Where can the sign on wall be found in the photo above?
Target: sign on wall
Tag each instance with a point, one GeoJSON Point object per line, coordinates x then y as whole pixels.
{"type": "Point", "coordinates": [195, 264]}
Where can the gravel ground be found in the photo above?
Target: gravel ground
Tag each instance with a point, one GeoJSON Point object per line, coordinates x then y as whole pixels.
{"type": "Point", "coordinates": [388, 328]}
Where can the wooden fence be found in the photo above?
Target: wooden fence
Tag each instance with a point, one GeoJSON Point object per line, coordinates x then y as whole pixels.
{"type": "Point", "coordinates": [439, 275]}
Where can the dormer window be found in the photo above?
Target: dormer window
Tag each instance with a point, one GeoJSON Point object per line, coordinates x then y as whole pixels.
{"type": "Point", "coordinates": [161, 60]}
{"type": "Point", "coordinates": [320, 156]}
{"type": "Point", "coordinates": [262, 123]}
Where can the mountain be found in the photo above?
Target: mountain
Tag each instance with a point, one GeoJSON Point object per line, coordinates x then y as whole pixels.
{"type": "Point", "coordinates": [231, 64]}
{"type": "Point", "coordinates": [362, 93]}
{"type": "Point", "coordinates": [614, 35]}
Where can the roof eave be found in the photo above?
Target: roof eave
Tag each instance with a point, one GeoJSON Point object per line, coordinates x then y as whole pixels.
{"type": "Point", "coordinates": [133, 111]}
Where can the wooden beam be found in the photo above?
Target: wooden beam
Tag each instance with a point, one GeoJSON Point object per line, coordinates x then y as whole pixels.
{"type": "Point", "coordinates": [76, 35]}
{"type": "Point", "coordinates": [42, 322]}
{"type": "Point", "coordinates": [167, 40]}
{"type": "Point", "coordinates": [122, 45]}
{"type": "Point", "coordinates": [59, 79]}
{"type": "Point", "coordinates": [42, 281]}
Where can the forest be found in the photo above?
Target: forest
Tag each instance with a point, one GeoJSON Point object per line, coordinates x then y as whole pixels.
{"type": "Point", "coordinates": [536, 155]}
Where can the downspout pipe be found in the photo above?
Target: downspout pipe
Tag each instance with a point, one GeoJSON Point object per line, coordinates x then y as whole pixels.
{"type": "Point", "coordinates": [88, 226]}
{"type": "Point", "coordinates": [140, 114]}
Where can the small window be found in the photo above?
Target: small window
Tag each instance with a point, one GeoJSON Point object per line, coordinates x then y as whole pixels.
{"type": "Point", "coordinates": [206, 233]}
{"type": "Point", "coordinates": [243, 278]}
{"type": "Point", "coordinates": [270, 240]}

#### Exercise directions:
Render every line of the records above as a JSON array of strings, with one string per line and blank lines omitted.

#### Task solution:
[
  "Where can the sign on wall be found in the photo above?",
  "Target: sign on wall",
  "Tag each instance with a point, one GeoJSON Point object per line, coordinates x then y as whole pixels.",
  "{\"type\": \"Point\", \"coordinates\": [195, 264]}",
  "Where can the gravel ground be found in the photo above?",
  "Target: gravel ground",
  "Tag each instance with a point, one GeoJSON Point object per line, coordinates x then y as whole pixels.",
  "{\"type\": \"Point\", \"coordinates\": [388, 328]}",
  "Where can the wooden fence be found in the photo above?",
  "Target: wooden fence",
  "Tag each instance with a point, one GeoJSON Point object per line, coordinates x then y as whole pixels.",
  "{\"type\": \"Point\", \"coordinates\": [439, 275]}",
  "Where can the dormer window be found in the photo above?",
  "Target: dormer window",
  "Tag each instance with a point, one GeoJSON Point object per line, coordinates x then y as whole pixels.",
  "{\"type\": \"Point\", \"coordinates\": [161, 60]}",
  "{\"type\": \"Point\", \"coordinates\": [320, 156]}",
  "{\"type\": \"Point\", \"coordinates\": [262, 123]}",
  "Where can the mountain be found in the photo above?",
  "Target: mountain",
  "Tag each instance with a point, one GeoJSON Point object per line, coordinates x then y as whole pixels.",
  "{\"type\": \"Point\", \"coordinates\": [231, 64]}",
  "{\"type\": \"Point\", \"coordinates\": [362, 93]}",
  "{\"type\": \"Point\", \"coordinates\": [614, 35]}",
  "Where can the roof eave be found in the photo above?",
  "Target: roof eave",
  "Tag each instance with a point, one GeoJSON Point object per line, coordinates x then y as whole pixels.",
  "{\"type\": \"Point\", \"coordinates\": [133, 111]}",
  "Where can the wooden beam be found in the photo above?",
  "Target: wooden beam",
  "Tag each instance with a point, one GeoJSON Point object per line, coordinates x then y as whole pixels.",
  "{\"type\": \"Point\", \"coordinates\": [76, 35]}",
  "{\"type\": \"Point\", \"coordinates\": [42, 322]}",
  "{\"type\": \"Point\", \"coordinates\": [167, 40]}",
  "{\"type\": \"Point\", \"coordinates\": [122, 45]}",
  "{\"type\": \"Point\", \"coordinates\": [59, 79]}",
  "{\"type\": \"Point\", \"coordinates\": [42, 281]}",
  "Where can the forest be found in the photo above?",
  "Target: forest",
  "Tag each instance with a point, one GeoJSON Point object per line, coordinates x then y as whole pixels.",
  "{\"type\": \"Point\", \"coordinates\": [536, 155]}",
  "Where can the downspout pipe be found in the photo above?",
  "Target: downspout pipe",
  "Tag each instance with a point, one GeoJSON Point object per line, coordinates x then y as whole pixels.",
  "{\"type\": \"Point\", \"coordinates\": [88, 226]}",
  "{\"type\": \"Point\", \"coordinates\": [140, 114]}",
  "Where can the small window be found in the photo above?",
  "Target: small window",
  "Tag each instance with a point, one GeoJSON Point object per line, coordinates x then y as whole pixels.",
  "{\"type\": \"Point\", \"coordinates\": [206, 233]}",
  "{\"type\": \"Point\", \"coordinates\": [243, 278]}",
  "{\"type\": \"Point\", \"coordinates\": [270, 240]}"
]